** Begin Task data **

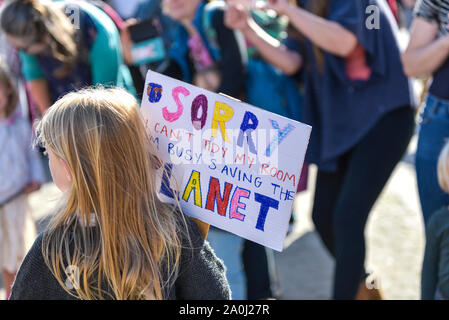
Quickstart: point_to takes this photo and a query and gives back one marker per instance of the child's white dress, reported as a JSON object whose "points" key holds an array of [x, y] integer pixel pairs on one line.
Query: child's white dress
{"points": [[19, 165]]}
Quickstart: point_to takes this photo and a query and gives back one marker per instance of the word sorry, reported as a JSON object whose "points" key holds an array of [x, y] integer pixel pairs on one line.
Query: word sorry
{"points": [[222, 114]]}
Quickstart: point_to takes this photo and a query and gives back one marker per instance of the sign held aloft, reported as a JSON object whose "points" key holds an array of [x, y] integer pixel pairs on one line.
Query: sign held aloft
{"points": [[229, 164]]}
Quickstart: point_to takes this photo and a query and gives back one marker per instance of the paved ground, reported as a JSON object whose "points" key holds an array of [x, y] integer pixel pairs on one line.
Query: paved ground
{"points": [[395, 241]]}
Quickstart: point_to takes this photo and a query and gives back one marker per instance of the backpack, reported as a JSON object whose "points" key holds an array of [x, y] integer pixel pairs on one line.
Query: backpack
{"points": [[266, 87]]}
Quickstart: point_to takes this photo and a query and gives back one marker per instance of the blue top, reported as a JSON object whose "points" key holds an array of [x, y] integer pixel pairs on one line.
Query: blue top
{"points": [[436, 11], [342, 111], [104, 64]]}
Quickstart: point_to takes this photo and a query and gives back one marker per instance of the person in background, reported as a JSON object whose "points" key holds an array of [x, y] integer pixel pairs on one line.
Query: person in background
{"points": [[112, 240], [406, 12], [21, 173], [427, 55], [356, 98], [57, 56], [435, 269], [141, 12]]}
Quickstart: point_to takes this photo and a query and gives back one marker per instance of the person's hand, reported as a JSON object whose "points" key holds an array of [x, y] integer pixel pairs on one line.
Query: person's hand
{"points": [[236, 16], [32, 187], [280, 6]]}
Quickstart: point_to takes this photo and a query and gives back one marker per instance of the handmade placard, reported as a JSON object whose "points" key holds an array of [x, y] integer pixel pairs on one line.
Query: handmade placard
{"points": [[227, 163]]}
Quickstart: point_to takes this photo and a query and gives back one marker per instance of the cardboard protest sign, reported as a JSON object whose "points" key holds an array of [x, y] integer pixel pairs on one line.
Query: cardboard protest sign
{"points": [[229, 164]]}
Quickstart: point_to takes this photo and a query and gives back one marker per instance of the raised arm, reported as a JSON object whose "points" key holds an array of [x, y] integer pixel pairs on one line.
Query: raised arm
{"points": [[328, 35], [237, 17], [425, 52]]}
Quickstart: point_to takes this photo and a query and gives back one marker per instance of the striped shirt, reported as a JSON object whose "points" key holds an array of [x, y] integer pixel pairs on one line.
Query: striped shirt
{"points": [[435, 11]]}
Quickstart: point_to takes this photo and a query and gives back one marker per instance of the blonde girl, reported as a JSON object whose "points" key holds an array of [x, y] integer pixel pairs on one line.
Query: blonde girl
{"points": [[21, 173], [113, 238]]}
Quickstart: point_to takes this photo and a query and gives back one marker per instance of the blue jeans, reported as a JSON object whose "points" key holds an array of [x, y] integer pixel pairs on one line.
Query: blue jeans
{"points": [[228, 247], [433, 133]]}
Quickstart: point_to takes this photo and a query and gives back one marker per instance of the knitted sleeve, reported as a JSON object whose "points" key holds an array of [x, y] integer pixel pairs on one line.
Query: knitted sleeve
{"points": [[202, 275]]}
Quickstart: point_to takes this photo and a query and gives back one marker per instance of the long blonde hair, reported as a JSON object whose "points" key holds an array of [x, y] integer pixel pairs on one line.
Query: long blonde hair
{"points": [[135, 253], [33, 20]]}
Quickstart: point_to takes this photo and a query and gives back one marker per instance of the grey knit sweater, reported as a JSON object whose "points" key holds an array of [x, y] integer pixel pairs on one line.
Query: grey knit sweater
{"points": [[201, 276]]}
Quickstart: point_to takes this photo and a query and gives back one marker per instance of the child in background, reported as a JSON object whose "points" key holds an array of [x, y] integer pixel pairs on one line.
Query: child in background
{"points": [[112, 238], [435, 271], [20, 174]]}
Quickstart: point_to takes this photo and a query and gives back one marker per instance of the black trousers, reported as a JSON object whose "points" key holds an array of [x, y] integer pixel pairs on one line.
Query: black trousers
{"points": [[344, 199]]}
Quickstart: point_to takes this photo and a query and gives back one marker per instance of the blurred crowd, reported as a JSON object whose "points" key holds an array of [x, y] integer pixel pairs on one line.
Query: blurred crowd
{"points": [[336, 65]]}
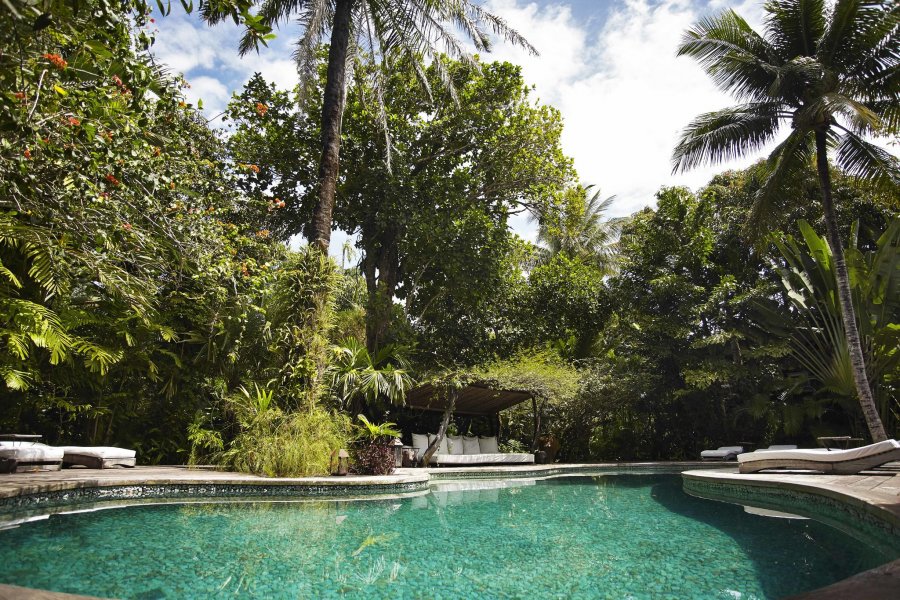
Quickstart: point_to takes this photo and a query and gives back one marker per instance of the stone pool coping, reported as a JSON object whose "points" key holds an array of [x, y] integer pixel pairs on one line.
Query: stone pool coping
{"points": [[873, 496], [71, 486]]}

** End Task data **

__Goal__
Can you reproduce the records starting at the line containing "of the grey" and ending at the end of the records, requests included, with every point coordinate in the answers multiplied by 1.7 and rounded to a whole number (halves rounded up)? Leave the pictures out of your answer.

__The output__
Quickstart: point_to takes this photo and a query and gives back one marker per instance of the grey knit sweater, reported as a JSON object whose "points" key holds an array of [x, y] integer pixel pairs on one line.
Query: grey knit sweater
{"points": [[342, 469]]}
Quickstart: point_to takes this photo and a query and gives back one marker per instance of the child in background, reported as a JSON object whose "points" key holds an array of [x, y] integer pixel pairs on one line.
Query: child in background
{"points": [[190, 405], [740, 461], [34, 296]]}
Quickstart: point_to takes this photo and a query and gives back one marker per instance of the black trousers, reported as a JSON object whose "points" key holds an array of [x, y] integer pixel pairs on one line.
Query: black trousers
{"points": [[585, 338]]}
Quickstart: point_to takes this photo and a query and gives back one marker per instance of the blurred crowd, reported as a JSON object whose "points" key holds an array of [x, y] integer pixel pairs on one line.
Query: blurred crowd
{"points": [[571, 111]]}
Quickstart: point_to takes this photo and a query and gives back one marker per instance of the stone pool coping, reported as a JSON object whose "points" key holds an array of [x, y] integer pixel pairs on one line.
Query: stone pool coping
{"points": [[1484, 843], [121, 826]]}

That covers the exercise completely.